GIVEN RECORDS:
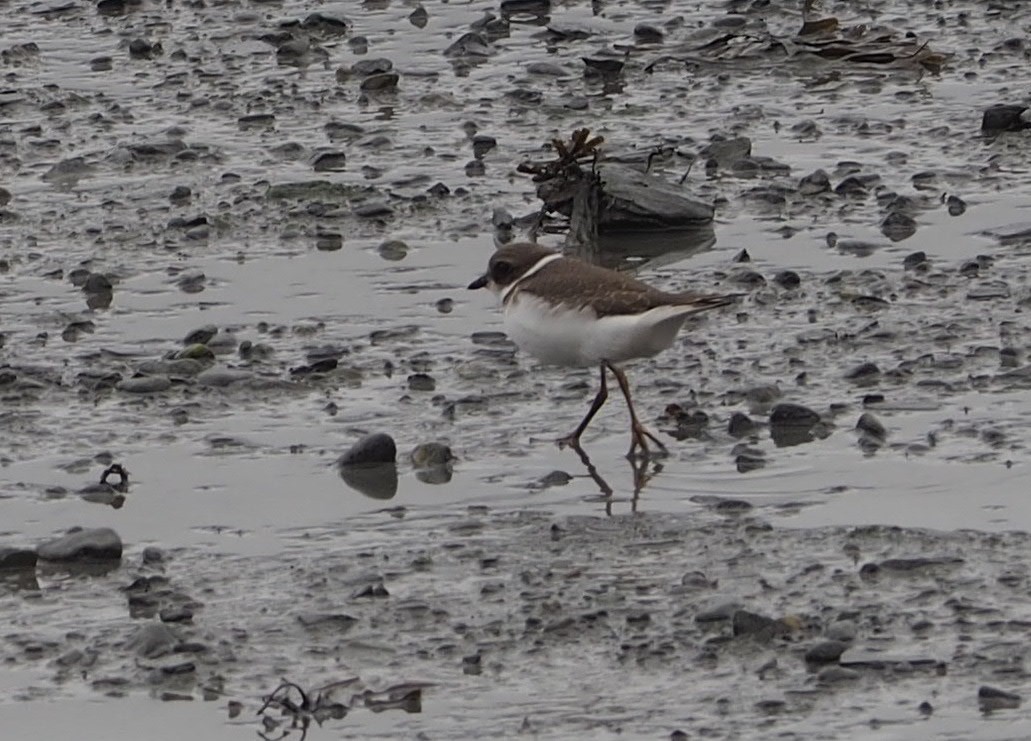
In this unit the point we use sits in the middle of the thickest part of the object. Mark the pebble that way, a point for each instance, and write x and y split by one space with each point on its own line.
826 651
373 448
153 640
789 414
869 425
429 455
17 559
740 425
990 698
744 622
144 384
79 544
832 675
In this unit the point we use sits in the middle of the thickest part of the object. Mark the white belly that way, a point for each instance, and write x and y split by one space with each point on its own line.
566 337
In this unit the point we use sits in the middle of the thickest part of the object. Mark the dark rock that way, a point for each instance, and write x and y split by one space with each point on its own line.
815 182
788 414
898 226
327 620
384 80
718 613
469 44
869 425
826 651
727 152
429 455
744 622
1004 118
17 559
377 447
153 640
788 279
919 563
375 480
793 425
175 614
915 260
833 675
646 33
749 459
863 373
78 544
97 283
994 699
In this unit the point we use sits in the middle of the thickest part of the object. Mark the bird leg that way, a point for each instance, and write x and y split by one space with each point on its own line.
637 431
573 438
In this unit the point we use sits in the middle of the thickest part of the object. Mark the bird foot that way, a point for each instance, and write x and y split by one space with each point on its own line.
568 441
638 439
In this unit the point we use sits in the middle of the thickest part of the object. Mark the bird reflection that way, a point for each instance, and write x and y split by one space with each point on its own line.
644 469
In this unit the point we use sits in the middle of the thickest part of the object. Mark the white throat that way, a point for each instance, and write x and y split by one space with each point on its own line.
534 269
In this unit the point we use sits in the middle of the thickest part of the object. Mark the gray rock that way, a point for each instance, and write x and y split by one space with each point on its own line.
634 200
376 480
153 640
144 384
841 631
429 455
17 559
744 622
1005 118
374 448
78 544
833 675
221 377
994 699
826 651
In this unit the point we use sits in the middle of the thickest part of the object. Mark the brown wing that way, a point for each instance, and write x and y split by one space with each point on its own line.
609 293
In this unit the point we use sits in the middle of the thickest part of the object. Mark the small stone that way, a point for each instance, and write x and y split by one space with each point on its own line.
869 425
788 414
17 559
788 279
381 81
429 455
393 249
817 181
175 614
740 425
97 283
1004 118
374 448
744 622
841 631
913 260
201 335
826 651
864 371
78 544
833 675
898 226
994 699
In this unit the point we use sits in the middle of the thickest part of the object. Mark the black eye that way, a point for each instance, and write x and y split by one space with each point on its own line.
501 272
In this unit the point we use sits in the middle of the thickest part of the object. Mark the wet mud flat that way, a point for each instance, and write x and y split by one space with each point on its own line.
234 238
717 626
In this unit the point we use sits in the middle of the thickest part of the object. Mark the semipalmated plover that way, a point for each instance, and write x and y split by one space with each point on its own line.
568 312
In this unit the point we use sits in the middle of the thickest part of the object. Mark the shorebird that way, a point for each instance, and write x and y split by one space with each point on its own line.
567 312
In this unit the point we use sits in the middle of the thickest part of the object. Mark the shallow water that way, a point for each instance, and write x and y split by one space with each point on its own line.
237 485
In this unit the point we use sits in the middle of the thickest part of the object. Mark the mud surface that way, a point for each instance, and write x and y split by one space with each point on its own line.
232 241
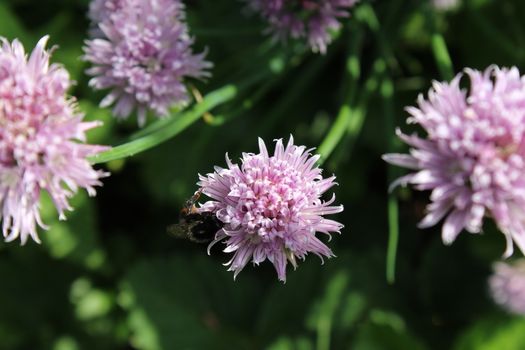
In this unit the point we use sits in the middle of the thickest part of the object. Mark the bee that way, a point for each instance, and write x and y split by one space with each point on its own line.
194 226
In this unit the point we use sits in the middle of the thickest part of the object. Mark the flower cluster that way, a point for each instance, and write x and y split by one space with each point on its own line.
507 286
271 207
40 140
310 19
143 55
473 157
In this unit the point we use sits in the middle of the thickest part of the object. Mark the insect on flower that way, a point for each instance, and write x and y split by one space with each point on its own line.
194 226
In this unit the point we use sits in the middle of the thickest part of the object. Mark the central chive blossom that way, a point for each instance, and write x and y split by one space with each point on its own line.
41 140
271 207
473 157
310 19
142 52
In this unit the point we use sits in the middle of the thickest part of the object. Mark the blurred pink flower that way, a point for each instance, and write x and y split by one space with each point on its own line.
507 286
143 54
41 139
472 158
310 19
271 207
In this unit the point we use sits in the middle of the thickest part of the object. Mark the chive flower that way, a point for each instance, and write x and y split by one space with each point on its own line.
271 207
42 140
312 20
142 53
472 157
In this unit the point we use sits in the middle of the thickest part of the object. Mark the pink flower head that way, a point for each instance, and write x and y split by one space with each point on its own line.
310 19
507 286
143 55
271 207
41 137
473 157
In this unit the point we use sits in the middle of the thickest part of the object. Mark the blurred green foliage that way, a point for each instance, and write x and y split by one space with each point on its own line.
111 278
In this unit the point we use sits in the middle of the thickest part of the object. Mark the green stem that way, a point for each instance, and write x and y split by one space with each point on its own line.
338 129
387 93
393 239
176 125
442 57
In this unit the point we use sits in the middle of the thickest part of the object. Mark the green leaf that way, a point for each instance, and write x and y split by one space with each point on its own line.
177 123
494 333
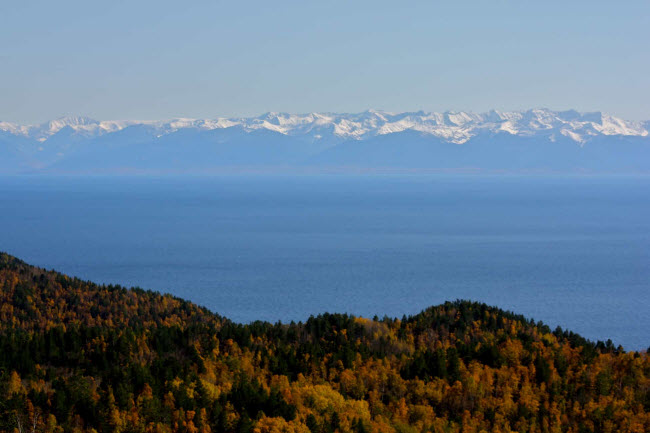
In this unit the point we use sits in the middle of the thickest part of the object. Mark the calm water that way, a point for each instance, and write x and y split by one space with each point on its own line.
571 251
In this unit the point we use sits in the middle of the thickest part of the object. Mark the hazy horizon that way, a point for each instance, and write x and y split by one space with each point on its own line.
156 61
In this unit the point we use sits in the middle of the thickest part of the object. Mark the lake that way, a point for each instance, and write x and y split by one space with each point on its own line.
572 251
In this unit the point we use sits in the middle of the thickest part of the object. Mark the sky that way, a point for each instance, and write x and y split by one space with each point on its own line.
162 59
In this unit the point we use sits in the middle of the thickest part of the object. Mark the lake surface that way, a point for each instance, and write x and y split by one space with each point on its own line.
570 251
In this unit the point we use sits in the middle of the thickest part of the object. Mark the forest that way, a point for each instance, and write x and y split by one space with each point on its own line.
81 357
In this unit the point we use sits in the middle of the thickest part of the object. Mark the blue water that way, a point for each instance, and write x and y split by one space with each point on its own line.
570 251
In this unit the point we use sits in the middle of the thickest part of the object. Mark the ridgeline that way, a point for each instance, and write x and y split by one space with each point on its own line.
81 357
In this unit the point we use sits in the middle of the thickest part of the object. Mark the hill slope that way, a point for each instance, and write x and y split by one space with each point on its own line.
75 356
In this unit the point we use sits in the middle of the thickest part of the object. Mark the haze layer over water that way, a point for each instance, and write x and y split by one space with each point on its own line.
571 251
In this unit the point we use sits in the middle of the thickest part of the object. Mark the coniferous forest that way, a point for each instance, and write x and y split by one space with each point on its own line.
80 357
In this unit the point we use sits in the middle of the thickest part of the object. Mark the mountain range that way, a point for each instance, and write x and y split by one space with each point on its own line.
539 140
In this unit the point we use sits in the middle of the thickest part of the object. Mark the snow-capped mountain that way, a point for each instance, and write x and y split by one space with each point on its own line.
455 127
414 139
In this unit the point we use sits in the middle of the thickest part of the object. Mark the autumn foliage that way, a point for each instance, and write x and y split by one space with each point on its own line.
79 357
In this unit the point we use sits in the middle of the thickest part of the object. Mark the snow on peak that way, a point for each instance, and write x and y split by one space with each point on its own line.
456 127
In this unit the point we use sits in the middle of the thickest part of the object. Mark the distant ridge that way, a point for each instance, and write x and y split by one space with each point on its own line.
537 139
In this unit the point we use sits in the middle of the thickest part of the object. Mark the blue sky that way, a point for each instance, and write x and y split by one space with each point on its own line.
162 59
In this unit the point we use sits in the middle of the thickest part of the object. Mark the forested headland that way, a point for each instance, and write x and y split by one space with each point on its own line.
81 357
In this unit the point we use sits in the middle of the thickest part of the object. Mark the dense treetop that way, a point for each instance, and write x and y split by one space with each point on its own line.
76 356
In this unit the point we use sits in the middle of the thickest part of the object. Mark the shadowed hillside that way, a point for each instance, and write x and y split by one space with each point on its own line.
75 356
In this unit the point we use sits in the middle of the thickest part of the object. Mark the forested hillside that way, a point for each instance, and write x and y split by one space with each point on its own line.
79 357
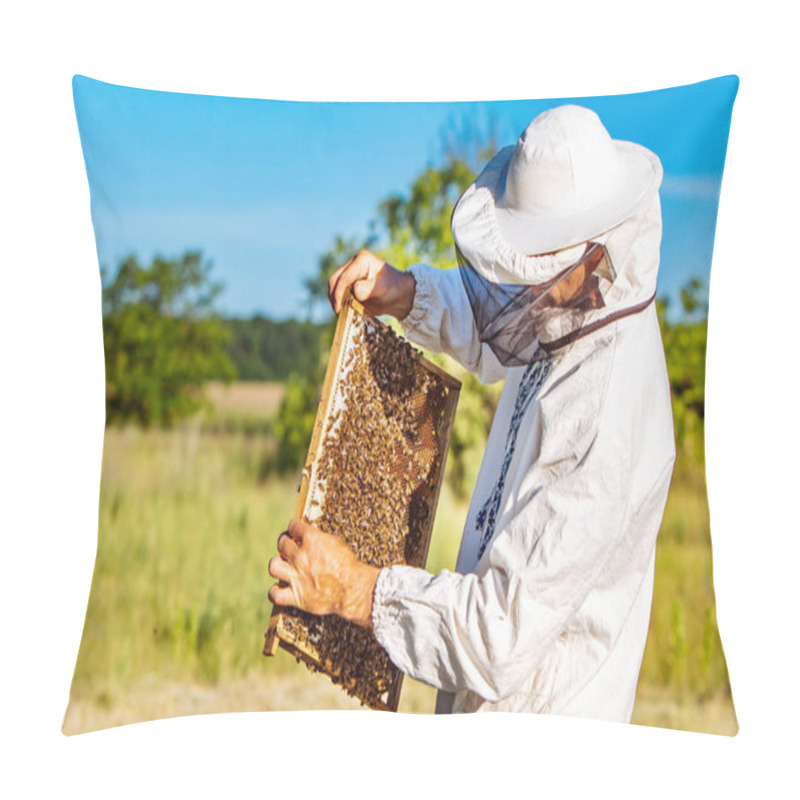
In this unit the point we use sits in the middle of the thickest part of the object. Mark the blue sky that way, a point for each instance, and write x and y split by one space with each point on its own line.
263 187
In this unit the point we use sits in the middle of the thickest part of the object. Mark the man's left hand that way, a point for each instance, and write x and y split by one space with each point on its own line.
320 574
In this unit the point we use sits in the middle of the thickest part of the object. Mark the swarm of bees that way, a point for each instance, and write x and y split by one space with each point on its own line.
374 480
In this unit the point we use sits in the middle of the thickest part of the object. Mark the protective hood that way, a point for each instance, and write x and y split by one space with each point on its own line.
518 301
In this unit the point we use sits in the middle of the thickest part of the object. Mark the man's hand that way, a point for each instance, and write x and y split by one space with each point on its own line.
380 287
320 574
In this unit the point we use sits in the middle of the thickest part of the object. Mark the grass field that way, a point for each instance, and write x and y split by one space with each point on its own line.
187 521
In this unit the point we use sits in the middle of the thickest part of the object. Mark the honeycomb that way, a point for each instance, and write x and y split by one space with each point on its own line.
373 477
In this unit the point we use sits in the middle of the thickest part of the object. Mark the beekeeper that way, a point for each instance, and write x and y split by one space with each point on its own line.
548 610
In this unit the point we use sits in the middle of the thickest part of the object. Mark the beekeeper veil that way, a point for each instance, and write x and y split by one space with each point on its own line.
558 235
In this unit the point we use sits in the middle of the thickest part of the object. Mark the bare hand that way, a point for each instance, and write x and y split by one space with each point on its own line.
380 287
320 574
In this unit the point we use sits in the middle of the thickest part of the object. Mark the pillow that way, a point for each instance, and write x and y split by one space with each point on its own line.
218 222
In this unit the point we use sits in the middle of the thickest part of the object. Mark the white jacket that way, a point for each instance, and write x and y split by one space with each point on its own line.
553 617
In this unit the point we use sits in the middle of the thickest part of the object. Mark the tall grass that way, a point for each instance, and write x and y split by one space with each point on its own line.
188 519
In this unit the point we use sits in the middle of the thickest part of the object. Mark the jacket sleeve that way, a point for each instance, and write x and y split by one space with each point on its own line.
441 321
487 631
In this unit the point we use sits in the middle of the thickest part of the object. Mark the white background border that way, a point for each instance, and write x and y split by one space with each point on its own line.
52 397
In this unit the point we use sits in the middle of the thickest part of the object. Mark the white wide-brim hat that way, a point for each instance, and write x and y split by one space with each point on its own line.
565 182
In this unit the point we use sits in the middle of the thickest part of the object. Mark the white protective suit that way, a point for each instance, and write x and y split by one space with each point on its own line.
553 617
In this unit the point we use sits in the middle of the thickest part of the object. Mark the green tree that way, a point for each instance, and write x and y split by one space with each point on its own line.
162 339
408 228
685 349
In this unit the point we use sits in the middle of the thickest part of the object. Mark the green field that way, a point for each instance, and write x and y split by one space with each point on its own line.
188 519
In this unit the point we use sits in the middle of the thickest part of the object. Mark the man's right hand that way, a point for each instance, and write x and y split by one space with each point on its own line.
378 286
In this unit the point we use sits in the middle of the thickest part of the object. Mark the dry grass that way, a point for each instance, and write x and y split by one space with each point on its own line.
245 398
174 626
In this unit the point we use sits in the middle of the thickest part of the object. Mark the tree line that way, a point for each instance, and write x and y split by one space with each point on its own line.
164 341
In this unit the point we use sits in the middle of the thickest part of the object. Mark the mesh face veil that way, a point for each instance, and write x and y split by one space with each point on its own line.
523 322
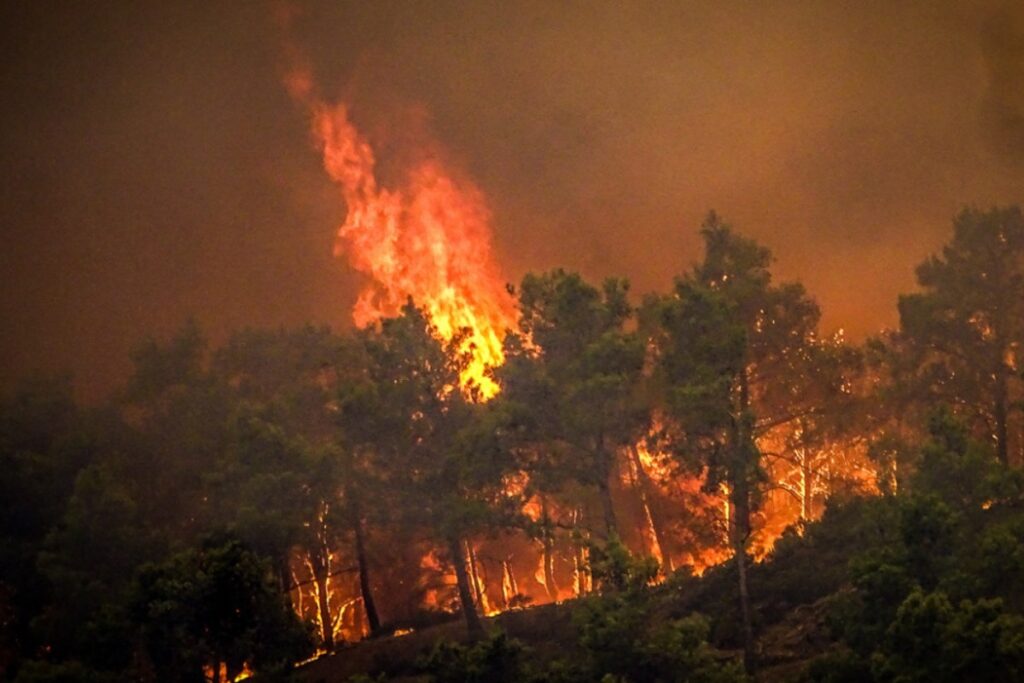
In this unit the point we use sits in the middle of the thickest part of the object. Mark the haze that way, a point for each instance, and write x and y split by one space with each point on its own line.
154 167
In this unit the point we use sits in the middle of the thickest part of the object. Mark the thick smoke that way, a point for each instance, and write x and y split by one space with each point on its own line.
153 167
1003 47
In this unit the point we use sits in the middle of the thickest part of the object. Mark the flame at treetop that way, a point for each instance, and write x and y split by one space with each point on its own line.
428 239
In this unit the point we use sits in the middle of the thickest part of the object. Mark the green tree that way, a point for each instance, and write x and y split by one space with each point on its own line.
216 608
729 345
573 374
964 330
436 453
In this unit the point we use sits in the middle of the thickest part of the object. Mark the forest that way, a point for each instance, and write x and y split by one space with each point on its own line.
672 481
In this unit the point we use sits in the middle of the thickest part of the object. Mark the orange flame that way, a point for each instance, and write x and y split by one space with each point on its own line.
428 239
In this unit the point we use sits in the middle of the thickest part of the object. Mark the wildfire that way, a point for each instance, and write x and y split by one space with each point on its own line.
428 239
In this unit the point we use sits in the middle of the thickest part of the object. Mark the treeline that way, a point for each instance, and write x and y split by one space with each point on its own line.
235 509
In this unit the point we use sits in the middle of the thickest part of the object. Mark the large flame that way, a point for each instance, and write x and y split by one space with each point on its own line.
428 240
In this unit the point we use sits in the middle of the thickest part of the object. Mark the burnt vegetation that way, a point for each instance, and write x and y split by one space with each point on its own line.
711 487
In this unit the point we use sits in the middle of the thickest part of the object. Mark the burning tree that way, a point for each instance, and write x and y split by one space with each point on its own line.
725 341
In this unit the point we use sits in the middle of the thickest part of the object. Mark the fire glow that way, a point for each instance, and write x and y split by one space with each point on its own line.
428 240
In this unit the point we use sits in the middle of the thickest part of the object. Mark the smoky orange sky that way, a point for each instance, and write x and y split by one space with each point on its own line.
154 168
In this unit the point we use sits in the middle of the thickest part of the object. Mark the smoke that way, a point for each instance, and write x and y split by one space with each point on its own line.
154 167
1003 47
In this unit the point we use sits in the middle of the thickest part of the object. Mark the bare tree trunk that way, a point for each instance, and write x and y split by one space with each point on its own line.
369 605
1000 410
548 558
479 588
806 485
740 538
604 489
473 624
744 449
646 486
321 560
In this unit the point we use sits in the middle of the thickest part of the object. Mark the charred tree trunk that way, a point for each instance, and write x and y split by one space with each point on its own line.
479 588
369 605
604 491
321 561
740 539
1000 411
743 450
549 556
284 572
646 486
473 624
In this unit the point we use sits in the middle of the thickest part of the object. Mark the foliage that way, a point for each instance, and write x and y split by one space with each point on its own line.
213 605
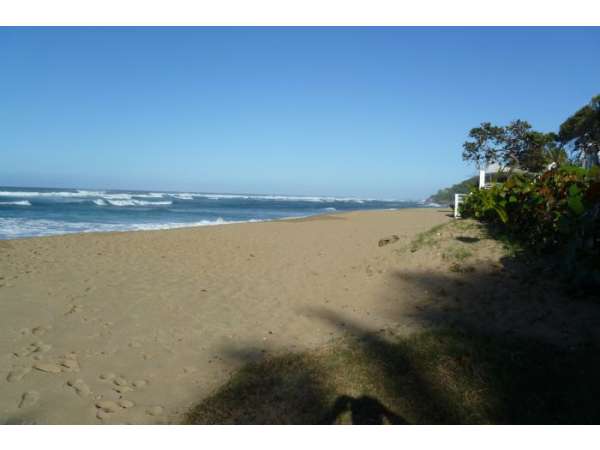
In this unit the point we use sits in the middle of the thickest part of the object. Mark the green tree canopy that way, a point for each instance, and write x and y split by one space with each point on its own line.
581 132
516 145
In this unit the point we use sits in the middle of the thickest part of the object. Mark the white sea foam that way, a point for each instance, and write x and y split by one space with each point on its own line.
284 198
17 203
108 195
12 228
136 203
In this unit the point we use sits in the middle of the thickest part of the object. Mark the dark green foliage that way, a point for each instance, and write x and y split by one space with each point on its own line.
581 132
557 211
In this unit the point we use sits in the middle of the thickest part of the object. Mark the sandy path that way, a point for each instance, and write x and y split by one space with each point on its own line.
150 322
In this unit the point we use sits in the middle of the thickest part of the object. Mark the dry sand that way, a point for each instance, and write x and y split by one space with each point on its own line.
137 327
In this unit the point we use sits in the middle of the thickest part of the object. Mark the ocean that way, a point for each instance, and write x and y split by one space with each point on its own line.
27 212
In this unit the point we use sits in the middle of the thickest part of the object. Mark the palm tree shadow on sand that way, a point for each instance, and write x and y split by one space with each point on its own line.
488 356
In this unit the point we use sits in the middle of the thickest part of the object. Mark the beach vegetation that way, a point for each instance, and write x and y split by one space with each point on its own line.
440 376
557 212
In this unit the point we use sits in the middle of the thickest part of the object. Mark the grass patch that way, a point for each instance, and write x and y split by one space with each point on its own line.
439 376
426 238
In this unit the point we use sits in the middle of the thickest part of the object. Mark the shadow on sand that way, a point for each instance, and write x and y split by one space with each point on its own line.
502 345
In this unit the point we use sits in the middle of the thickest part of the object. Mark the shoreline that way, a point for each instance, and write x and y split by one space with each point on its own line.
161 319
215 223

TASK REQUIREMENTS:
From the line containing "Mark the sandy" through the final line of the listing above, retype every line exactly; leave out everything else.

RESPONSE FOR THIS EXERCISE:
In this unit the point we use sits in the middle of the thickest part of the object. Mark the sandy path that way, a point for each instance, and write x and y split by one space with each point on its own line.
150 322
In this unit the point we use sits in the middle of the thickest part of the object. Mark the dry sand that way, a point for each instance, and write x and y split by one space with each point on its own line.
137 327
In this unit the point we use sits in the middle of the thickest part of the object. Mark the ocean that way, a point for each instance, and write x and y split by one space with each point on its own line.
27 212
In this unit the point we use sits in the middle of the thickest part of the object. Mark the palm tree shadow on sand that way, a point for each instance, and write x and y split by one space with each point on its own line.
488 356
In this unit the point we use sits in the middle of the thickest part of the object. Mark the beach vegetation that way, a point for each instance, and write x and y split by one space with each point on its own line.
440 376
557 212
In this unit the point we use sits in the middle of the thickest part of the object. Mark the grass patch that way, a point for each instance, and write x and y split by one space with each point on its own line.
439 376
426 238
In this unit the point we use sits in the middle of the thickest part of the object. Mark the shadow on sand that way, a point for each instance, and write x and y split by one space with each point on its own line.
502 345
In this unit the point we use sits in the middle of the thickest part of the object. Mark the shoreline that way, a point for each instance, and write x and y split by one space with each point on its own line.
161 319
215 223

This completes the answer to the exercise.